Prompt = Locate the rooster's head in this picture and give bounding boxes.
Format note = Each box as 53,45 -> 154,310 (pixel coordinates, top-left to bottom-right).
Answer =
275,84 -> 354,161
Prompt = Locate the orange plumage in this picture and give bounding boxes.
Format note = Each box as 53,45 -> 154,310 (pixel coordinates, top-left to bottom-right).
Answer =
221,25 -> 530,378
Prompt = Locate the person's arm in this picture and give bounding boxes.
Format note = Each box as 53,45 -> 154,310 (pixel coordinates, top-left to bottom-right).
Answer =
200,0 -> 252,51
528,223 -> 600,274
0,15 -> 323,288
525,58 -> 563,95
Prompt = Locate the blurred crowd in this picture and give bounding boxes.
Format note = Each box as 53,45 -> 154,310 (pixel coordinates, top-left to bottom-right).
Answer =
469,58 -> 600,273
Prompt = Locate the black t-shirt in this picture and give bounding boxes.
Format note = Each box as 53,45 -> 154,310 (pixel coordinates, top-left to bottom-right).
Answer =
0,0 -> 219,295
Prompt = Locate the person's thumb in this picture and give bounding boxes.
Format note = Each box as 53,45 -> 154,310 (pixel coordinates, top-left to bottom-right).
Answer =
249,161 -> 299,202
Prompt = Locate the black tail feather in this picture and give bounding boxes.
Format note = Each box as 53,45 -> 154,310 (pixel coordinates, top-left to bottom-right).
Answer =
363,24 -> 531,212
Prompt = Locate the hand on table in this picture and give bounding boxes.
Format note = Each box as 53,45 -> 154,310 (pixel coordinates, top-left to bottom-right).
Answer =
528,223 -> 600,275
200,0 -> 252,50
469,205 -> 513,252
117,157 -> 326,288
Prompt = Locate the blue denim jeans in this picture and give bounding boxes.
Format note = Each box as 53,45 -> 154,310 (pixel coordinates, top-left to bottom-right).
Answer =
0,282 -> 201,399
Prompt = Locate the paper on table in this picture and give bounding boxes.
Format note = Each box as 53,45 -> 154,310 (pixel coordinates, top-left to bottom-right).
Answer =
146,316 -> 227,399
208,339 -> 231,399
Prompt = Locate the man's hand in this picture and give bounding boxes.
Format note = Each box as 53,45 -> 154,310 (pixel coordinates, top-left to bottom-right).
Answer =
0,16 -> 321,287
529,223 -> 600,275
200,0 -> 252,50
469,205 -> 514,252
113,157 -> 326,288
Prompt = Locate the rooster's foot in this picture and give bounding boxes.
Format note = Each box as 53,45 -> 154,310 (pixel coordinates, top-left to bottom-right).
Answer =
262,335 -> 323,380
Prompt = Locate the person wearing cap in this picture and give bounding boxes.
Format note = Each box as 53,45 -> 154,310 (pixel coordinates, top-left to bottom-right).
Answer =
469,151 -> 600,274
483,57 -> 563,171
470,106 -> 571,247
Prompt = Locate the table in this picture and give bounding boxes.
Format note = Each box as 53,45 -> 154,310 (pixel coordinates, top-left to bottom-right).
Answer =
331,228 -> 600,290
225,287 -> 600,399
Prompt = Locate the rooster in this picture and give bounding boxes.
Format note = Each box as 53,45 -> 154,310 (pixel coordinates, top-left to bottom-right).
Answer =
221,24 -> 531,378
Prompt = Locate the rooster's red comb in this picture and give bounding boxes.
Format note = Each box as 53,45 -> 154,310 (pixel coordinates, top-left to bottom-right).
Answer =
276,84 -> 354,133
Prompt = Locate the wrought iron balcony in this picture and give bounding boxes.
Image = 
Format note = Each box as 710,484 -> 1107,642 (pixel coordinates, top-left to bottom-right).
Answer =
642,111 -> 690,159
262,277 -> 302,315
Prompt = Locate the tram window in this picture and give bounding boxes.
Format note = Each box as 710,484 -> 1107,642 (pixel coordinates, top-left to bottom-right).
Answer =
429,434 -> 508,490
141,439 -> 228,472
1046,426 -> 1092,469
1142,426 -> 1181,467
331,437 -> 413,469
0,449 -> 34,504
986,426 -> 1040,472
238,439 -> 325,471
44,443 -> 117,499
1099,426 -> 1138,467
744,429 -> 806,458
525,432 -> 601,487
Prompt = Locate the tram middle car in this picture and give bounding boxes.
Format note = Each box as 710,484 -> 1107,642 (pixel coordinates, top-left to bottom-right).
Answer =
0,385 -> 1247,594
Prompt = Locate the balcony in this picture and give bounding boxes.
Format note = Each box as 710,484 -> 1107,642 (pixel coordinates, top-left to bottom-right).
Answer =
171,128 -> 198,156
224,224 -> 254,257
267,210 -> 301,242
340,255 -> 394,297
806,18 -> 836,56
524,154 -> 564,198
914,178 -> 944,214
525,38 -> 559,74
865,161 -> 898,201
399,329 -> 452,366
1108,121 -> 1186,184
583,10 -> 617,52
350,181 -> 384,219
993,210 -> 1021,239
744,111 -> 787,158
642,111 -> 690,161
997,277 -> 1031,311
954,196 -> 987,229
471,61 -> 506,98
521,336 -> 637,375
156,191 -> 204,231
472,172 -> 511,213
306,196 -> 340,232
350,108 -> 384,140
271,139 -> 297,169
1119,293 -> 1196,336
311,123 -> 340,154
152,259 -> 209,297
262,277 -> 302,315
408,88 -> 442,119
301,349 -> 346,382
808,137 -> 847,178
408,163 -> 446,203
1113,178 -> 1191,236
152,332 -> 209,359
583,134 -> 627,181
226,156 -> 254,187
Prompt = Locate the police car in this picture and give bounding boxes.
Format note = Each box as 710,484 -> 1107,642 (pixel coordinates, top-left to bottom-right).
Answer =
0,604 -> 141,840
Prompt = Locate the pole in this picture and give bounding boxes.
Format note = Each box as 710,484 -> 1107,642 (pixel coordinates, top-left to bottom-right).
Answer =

● ● ● ● ●

### Work instructions
Reproduce all of the data above line for line, without changing anything.

### Answer for the task
Prompt = Locate the rooster's head in this picture and give bounding boxes.
Format note = Each box as 53,45 -> 154,310 (pixel coordinates, top-left to bottom-right).
Answer =
275,84 -> 354,161
Prompt = Locate the orange plumage in this picture and give bounding boxes.
Format note = Each box as 53,45 -> 154,310 (pixel coordinates, top-left to bottom-right).
Answer =
221,25 -> 530,378
Prompt = Locate the person's arm in this picture and give bounding boxes.
Format note = Each box as 53,45 -> 154,310 (pixel coordinates, top-left to bottom-right).
Answer =
200,0 -> 252,51
528,223 -> 600,274
0,15 -> 323,288
525,58 -> 563,95
Prompt = Locate the blurred crowd in this picture and give bounding boxes.
Format note = Each box as 53,45 -> 154,310 (pixel coordinates, top-left to bottom-right).
Answer =
469,58 -> 600,273
Prompt = Locate the black t-shirt in this picture and give bounding boxes.
Format note = Each box as 53,45 -> 154,310 (pixel coordinates, top-left to bottom-right).
Answer =
0,0 -> 219,295
Prompt = Locate the person's thumb in this picture and give bounding boxes.
Format note = Each box as 53,45 -> 154,310 (pixel coordinates, top-left to bottom-right).
Answer =
249,161 -> 299,202
Prompt = Locate the black tail feather in this picture and give bounding boxes.
Format note = Each box as 53,45 -> 154,310 (pixel coordinates, top-left to bottom-right).
Answer =
363,24 -> 531,212
Prompt = Locate the hand on table in this picture and give bounding boxes.
Format note = Each box as 53,45 -> 154,310 (pixel coordinates, top-left to bottom-right).
Answer =
528,223 -> 600,275
200,0 -> 252,50
469,205 -> 513,252
117,157 -> 326,288
Prompt = Locate the blue denim jeans in this picture and give bounding boxes.
Format note = Each box as 53,45 -> 154,310 (pixel coordinates, top-left to bottom-right).
Answer =
0,282 -> 201,399
Prompt = Locate the paper on table in this picture and give bounding boxes.
Format note = Each box as 53,45 -> 154,310 (pixel coordinates, top-left to bottom-right).
Answer =
146,316 -> 227,399
208,339 -> 231,399
Prompt = Locate the man's hand in this picture and give bounding boxes.
Format note = Each box as 53,45 -> 154,310 (pixel coordinates, top-left to bottom-right).
Answer =
0,16 -> 321,287
529,223 -> 600,275
200,0 -> 252,50
469,205 -> 514,252
113,157 -> 326,288
Prompt = Locate the rooster's foot in this picture and give bounding boxes.
Format note = Each box as 53,45 -> 154,310 (pixel coordinates, top-left to bottom-right).
Answer =
262,335 -> 323,380
Prompt = Locate the person wearing cap in this picture and give bounding boxes.
Format note = Each box as 53,45 -> 154,310 (pixel coordinates, top-left to bottom-right).
Answer =
469,151 -> 600,274
483,57 -> 563,171
470,106 -> 571,247
Prompt = Locate the table in this picture and give bounding boxes.
Format note = Each box as 53,45 -> 154,310 (pixel coordinates, top-left to bottom-right).
Answer =
331,228 -> 600,290
225,287 -> 600,399
Prompt = Locate the rooster in this picture and give bounding boxes.
Format note = Each box as 53,45 -> 154,310 (pixel coordinates, top-left to bottom-right).
Answer =
221,24 -> 531,378
Prompt = Locate the rooster's red comb in this picture and give bounding boxes.
Format note = Each box as 53,45 -> 154,310 (pixel coordinates, top-left to bottom-right).
Answer =
276,84 -> 354,133
Prompt = Locate the wrought iron balcony in this picture and give bounding boxes.
Image = 
Format note = Each box as 710,484 -> 1107,642 (pixel coordinates, top-left to bottom-right).
Answer =
642,111 -> 690,159
262,277 -> 302,315
Prompt = Locate the tram window in this picture and give bounding boxes.
Format note = Each box as 710,484 -> 1107,642 (pixel coordinates, top-left to bottom-right).
Answer =
429,434 -> 508,490
141,439 -> 228,472
1046,426 -> 1092,469
1142,426 -> 1181,467
331,437 -> 413,469
0,449 -> 34,504
986,426 -> 1040,472
238,439 -> 325,471
44,443 -> 117,499
1099,426 -> 1138,467
744,429 -> 806,458
525,432 -> 601,487
Prompt = Locate the tram middle car in this picture and give bounding boxes.
Format note = Each box as 710,484 -> 1107,642 (pixel coordinates, top-left to bottom-right).
Answer =
0,385 -> 1247,594
Prompt = Locate the balcony in this picture and give bounding boxes.
Format note = Each box as 710,484 -> 1107,642 (pixel coordinates, top-left to bottom-right).
Answer =
171,128 -> 198,156
224,224 -> 254,257
267,210 -> 301,242
340,255 -> 394,297
806,18 -> 836,56
524,154 -> 564,198
914,178 -> 944,214
525,38 -> 559,74
865,161 -> 898,201
399,329 -> 452,366
1108,121 -> 1186,184
583,10 -> 617,52
350,181 -> 384,219
993,210 -> 1021,239
744,111 -> 787,158
642,111 -> 690,161
997,277 -> 1031,311
954,196 -> 987,229
471,61 -> 506,98
521,336 -> 637,375
156,191 -> 204,231
472,172 -> 511,213
306,196 -> 340,232
350,108 -> 384,140
271,139 -> 297,169
1119,293 -> 1196,336
311,123 -> 340,154
152,259 -> 209,297
262,277 -> 302,315
408,88 -> 442,119
301,349 -> 346,382
808,137 -> 847,178
408,163 -> 446,203
1113,178 -> 1191,236
152,332 -> 209,359
583,134 -> 627,181
226,156 -> 254,187
Prompt = Locate the police car in this picture and give bounding boxes.
Format note = Each box as 710,484 -> 1107,642 (pixel coordinates, top-left to bottom-right).
Answer =
0,604 -> 141,840
Prompt = Locate the pole in this picture and give bounding boxes.
Format note = Each box as 710,484 -> 1107,642 (pixel coordinates, top-left to bottom-right).
Answer =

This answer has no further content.